* **EXCERPT PROVIDED**:
-=-=-=-=-

The arguments may be either message numbers (which normally appear in parentheses following messages) or command names, of one of the following types:
I logged off and didn't touch a computer without a GUI for a couple of years, until my unhappiness and loneliness drove me to a Vax terminal in the first few weeks of what I later learned was The September That Never Ended. Since then I've made a decent career as a Unix sysadmin, but my first explorations were pretty fraught.
posted by wenestvedt at 12:10 PM on September 16, 2013


Yeah, man pages are definitely a reference, not an introductory doc. This Explain Shell site does a great job remixing that reference material in a way that's relevant to understanding specific commands.

The lack of introductions to Unix is what originally created O'Reilly & Associates, Inc, the book publisher. I don't have a link to the story at hand but Tim O'Reilly early on wrote a book on how to use Unix that was more accessible than man pages or other books. Again, no link handy, but he's spoken in the past about how important the reference docs and source code culture of Unix was to him and how he built a business around it.
posted by Nelson at 12:11 PM on September 16, 2013


I was preparing to weigh in on needing to know the difference between backticks and $() syntax for users vs. sysadmins, but did some testing in dash. And then some research after I was surprised by the results.

-=-=-=-=-

Entries with labeled contours

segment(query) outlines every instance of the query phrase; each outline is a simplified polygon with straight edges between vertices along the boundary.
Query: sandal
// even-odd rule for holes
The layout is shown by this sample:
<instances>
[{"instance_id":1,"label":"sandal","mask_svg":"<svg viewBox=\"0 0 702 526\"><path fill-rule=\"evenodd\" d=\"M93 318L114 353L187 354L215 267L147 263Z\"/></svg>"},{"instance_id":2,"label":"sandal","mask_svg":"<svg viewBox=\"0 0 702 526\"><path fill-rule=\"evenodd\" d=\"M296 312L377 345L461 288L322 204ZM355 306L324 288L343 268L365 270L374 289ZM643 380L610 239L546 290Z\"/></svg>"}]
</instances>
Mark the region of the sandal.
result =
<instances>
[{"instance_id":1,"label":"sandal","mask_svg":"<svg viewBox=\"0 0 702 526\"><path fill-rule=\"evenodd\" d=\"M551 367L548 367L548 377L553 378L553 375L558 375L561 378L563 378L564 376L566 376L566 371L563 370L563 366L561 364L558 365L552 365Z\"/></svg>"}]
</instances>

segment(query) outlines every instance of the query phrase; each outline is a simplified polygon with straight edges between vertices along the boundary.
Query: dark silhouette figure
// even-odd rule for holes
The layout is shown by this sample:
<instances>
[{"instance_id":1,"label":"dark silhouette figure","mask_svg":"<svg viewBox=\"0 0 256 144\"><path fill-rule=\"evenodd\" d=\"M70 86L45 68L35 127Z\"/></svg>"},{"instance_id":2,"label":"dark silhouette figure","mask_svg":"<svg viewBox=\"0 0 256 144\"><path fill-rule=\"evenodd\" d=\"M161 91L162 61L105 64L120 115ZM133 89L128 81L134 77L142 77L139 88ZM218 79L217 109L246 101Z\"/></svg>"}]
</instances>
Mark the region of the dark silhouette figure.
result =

-=-=-=-=-

* **INSTRUCTIONS**:
A. Transcribe the Unix discussion thread word for word, starting at "Yeah, man pages" and ending at "by the results.".
B. Write the next part of the Unix discussion thread, picking up after its last sentence.

* **ANSWERS FOR THIS EXERCISE**:
A.
Yeah, man pages are definitely a reference, not an introductory doc. This Explain Shell site does a great job remixing that reference material in a way that's relevant to understanding specific commands.

The lack of introductions to Unix is what originally created O'Reilly & Associates, Inc, the book publisher. I don't have a link to the story at hand but Tim O'Reilly early on wrote a book on how to use Unix that was more accessible than man pages or other books. Again, no link handy, but he's spoken in the past about how important the reference docs and source code culture of Unix was to him and how he built a business around it.
posted by Nelson at 12:11 PM on September 16, 2013


I was preparing to weigh in on needing to know the difference between backticks and $() syntax for users vs. sysadmins, but did some testing in dash. And then some research after I was surprised by the results.

B.
It seems that $() is POSIX, so you should be able to rely on it pretty much anywhere that cares about POSIX. I expected dash (the default /bin/sh symlink on Ubuntu) to barf on $() but it handles it exactly as bash does.

I guess it's time for me to update some of my old shell scripts.
posted by fader at 12:15 PM on September 16, 2013


It's great documentation if you assume familiarity with the format. It is not for beginners.

That's just another way of saying that the documentation is terrible. The beginner-expert axis is multidimensional and non-monotonic; we are all beginners in those parts of the system we have never used before. This is why you can't build an "easy mode" for people to graduate from; there is no one path from easy to hard.
posted by Mars Saxman at 12:21 PM on September 16, 2013


Because "source file" could mean either "linked file" or "original file", and "target file" could also mean either "linked file" or "original file"...
Under what circumstances would a symlink to be created be a "source file" as far as the linker is concerned?
posted by idiopath at 12:22 PM on September 16, 2013


On the one hand I applaud an effort to make the POSIX environment easier to use and document.

On the other I want it keep it close to the vest as I get money by knowing things most people don't.
posted by wcfields at 12:24 PM on September 16, 2013


That's just another way of saying that the documentation is terrible.

Apart from it saying the exact opposite of what you're saying, it's completely the same thing.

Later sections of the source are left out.